> Okunacak metin
EBÛ BEKR YA’FÛRÎ

Evliyânın büyüklerinden. Tasavvuf yolunun reîslerinden olan Ebû Bekr Ya’fûrî’nin doğum târihi bilinmemektedir. Şam’a yakın Ya’fûr köyünde yaşadı. 693 (m. 1294) senesinde vefât etti. Hayâtı hakkında fazla bir bilgi yoktur. Açık hâlleri ve kerâmetleri vardır. Zühd, takvâ ve vera’ sahibi bir zât idi.

Es-Sirâc şöyle anlatır: “Kalabalık bir cemâat, Akka’daki Haçlıların yaptıkları zulümden ona şikâyet ettiler. Bunun üzerine Ebû Bekr Ya’fûrî onlara; “İnşâallah orayı ve sahildeki diğer yerleri yakında fethederiz” buyurdular. Bir müddet sonra Sultan Selâhaddîn tarafından fethedilecek şehirlerin isimlerini saydılar. Zamanla haçlılar ile müslümanlar arasındaki savaş çok şiddetlenmiş, Akka muhasara edilmişti. Düşman ordusu kalenin dışına çıkarak, İslâm ordusu ile şiddetli bir çarpışmaya girdiler.

> Kayıtlı liste
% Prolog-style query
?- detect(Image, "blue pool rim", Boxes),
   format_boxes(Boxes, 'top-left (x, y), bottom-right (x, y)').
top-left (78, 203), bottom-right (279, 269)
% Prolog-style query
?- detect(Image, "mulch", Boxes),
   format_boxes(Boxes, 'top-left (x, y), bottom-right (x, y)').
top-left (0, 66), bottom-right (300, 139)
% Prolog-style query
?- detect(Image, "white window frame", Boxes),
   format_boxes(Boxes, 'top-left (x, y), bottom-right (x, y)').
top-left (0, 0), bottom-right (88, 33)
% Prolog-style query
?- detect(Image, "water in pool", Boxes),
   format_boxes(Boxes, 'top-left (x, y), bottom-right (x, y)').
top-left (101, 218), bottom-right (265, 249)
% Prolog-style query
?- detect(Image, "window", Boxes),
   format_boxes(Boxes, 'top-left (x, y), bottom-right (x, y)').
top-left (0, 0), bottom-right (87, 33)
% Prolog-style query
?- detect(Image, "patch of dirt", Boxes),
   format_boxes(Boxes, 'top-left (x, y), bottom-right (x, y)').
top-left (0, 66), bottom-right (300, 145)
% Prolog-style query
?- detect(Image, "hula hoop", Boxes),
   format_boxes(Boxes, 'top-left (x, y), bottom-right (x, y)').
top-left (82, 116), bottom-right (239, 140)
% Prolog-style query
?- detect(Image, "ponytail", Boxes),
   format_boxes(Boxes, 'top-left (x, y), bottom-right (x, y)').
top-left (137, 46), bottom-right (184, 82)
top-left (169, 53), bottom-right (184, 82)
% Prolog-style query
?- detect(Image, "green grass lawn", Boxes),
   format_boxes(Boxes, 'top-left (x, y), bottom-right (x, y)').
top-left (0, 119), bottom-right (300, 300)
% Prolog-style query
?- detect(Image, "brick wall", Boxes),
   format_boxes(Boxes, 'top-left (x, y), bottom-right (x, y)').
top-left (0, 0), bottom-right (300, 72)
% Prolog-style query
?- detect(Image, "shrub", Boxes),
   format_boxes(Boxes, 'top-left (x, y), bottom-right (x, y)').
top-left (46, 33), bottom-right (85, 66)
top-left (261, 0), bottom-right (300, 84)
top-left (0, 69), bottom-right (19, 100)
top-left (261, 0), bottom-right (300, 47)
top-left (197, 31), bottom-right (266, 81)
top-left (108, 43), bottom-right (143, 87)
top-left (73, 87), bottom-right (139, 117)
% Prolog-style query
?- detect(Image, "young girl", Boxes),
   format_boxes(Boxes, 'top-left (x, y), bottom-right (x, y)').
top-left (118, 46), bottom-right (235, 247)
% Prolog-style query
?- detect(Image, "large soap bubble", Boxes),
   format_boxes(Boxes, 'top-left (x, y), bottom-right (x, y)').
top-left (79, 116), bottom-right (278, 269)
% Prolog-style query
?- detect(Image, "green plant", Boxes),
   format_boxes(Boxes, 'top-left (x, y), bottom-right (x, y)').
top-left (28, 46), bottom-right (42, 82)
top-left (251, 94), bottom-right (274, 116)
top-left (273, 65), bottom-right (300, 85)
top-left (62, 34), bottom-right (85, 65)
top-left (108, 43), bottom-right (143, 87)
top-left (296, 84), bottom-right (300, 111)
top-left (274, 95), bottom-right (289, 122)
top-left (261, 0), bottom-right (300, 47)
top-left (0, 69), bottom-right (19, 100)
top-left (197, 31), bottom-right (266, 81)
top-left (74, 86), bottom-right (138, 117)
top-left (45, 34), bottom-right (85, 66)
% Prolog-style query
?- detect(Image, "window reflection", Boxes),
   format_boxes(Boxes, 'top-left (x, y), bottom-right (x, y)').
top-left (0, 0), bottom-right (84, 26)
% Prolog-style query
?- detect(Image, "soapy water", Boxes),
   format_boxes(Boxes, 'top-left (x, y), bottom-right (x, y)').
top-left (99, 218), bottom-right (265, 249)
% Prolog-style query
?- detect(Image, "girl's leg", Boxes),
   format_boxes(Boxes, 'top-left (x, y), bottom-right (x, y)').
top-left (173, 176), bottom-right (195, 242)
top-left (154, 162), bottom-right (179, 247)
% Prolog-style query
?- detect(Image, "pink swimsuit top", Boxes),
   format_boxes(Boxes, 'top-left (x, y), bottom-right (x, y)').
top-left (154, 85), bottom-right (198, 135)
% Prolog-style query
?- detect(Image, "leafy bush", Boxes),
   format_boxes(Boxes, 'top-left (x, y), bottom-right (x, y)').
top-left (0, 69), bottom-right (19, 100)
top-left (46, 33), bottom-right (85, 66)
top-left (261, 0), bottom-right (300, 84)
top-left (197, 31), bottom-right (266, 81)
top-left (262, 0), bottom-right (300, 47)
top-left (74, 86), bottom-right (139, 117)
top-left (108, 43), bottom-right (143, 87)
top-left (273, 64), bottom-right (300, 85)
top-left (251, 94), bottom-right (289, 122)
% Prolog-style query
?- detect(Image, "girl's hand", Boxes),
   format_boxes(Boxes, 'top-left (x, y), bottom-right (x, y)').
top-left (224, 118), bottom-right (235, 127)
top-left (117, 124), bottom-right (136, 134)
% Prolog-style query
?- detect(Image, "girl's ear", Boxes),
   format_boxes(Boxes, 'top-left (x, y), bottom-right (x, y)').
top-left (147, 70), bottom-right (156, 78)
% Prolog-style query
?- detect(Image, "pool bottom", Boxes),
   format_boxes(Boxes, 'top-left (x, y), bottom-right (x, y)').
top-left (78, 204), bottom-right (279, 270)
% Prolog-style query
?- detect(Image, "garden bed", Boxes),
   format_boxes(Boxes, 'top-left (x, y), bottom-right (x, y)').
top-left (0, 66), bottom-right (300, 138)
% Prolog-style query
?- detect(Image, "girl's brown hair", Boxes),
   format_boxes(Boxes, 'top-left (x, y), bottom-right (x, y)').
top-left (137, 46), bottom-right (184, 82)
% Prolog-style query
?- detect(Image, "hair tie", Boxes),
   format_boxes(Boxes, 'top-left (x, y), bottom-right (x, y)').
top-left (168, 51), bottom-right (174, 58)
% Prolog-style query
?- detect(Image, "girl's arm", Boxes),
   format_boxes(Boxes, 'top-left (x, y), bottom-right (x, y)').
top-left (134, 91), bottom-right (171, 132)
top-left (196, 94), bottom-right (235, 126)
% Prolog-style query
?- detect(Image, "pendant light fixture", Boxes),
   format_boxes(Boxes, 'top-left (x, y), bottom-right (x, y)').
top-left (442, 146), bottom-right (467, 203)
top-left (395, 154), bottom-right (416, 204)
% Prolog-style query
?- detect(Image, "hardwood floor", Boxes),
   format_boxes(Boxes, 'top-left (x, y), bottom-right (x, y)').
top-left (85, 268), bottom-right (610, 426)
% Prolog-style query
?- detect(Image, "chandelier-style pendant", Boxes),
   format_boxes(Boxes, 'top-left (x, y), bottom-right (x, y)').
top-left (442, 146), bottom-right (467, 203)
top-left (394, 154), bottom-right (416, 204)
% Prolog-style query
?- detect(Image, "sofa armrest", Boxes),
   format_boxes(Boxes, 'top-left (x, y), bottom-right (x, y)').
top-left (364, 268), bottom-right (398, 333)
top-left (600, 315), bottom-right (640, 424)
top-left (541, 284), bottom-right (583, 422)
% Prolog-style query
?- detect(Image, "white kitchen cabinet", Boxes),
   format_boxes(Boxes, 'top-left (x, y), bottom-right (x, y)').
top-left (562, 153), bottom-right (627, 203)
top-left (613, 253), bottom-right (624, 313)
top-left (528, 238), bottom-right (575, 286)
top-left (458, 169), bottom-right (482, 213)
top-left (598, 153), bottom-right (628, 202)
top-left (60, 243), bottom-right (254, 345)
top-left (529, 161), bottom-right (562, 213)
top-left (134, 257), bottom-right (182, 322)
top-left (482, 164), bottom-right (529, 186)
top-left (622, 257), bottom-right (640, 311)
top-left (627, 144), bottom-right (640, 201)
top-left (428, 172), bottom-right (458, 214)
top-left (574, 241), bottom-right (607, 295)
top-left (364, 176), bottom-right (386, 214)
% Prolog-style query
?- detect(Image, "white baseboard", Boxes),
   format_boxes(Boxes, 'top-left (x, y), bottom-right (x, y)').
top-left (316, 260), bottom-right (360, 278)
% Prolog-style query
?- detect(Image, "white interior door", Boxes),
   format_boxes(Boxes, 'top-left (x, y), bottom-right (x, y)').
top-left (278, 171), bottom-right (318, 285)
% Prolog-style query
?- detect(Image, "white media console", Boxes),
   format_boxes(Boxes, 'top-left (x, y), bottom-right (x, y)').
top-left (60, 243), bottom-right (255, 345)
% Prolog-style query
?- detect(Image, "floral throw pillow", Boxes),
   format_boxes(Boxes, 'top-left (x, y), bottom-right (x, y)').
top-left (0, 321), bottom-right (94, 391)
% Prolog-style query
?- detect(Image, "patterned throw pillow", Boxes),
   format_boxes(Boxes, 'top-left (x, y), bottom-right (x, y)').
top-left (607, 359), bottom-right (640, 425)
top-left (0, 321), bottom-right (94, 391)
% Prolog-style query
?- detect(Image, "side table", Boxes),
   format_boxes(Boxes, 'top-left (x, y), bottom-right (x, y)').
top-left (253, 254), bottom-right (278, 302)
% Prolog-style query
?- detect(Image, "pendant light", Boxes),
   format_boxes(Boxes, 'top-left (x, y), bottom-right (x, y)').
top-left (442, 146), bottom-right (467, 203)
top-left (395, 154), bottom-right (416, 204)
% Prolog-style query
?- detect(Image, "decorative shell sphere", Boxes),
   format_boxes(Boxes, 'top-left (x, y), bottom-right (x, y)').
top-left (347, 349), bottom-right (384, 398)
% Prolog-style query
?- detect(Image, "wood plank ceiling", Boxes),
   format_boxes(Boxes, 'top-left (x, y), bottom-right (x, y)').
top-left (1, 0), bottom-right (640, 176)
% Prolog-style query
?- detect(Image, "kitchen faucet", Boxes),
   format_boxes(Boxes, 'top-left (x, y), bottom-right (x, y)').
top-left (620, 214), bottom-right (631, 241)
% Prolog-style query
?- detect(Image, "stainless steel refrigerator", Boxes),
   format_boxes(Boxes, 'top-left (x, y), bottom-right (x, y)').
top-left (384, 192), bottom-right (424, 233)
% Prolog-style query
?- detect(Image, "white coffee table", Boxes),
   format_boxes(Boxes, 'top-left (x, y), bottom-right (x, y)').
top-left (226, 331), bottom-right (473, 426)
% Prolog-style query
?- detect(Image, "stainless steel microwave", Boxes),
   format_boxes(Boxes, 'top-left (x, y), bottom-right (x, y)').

> Verilen görev A
Ebû Bekr Ya’fûrî hakkındaki metinde adı geçen yerleri, her birini bir kez yazarak geçtikleri sırayla listeleyin.
> Verilen görev B
Ebû Bekr Ya’fûrî hakkındaki metnin "Evliyânın büyüklerinden. Tasavvuf" sözleriyle başlayıp "bir zât idi." sözleriyle biten bölümünü harfi harfine verin.

> Görevin cevabı A
Şam, Ya’fûr, Akka

> Görevin cevabı B
Evliyânın büyüklerinden. Tasavvuf yolunun reîslerinden olan Ebû Bekr Ya’fûrî’nin doğum târihi bilinmemektedir. Şam’a yakın Ya’fûr köyünde yaşadı. 693 (m. 1294) senesinde vefât etti. Hayâtı hakkında fazla bir bilgi yoktur. Açık hâlleri ve kerâmetleri vardır. Zühd, takvâ ve vera’ sahibi bir zât idi.